- Stated goal: Turn the listing below into a JSON list of strings with one string per line. Skip blank lines and leave out the pictures.

** Start of Records for this exercise **

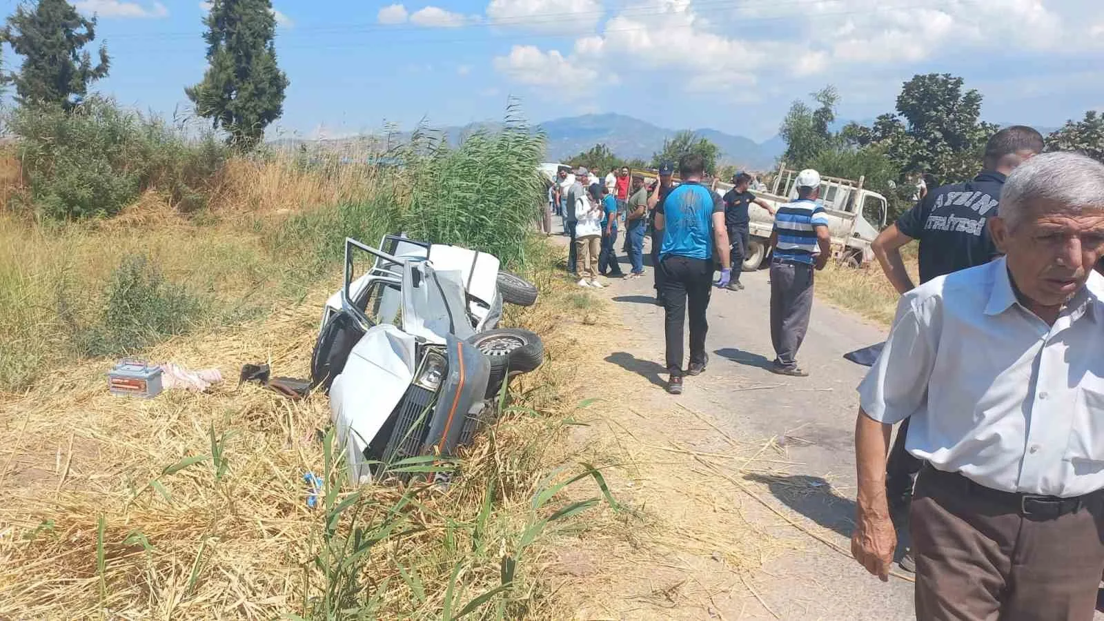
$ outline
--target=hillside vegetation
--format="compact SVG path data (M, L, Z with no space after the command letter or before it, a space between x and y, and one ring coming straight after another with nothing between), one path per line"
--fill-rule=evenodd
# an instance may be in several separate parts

** End of Records for this exercise **

- Answer to the problem:
[
  "$ outline",
  "--target=hillside vegetation",
  "--format=\"compact SVG path data (M, L, Z with no space after the command letter or before it, a space between x and y, and one ring coming straight after another with nothing between), one path per line\"",
  "--fill-rule=evenodd",
  "# an instance may be in several separate parts"
]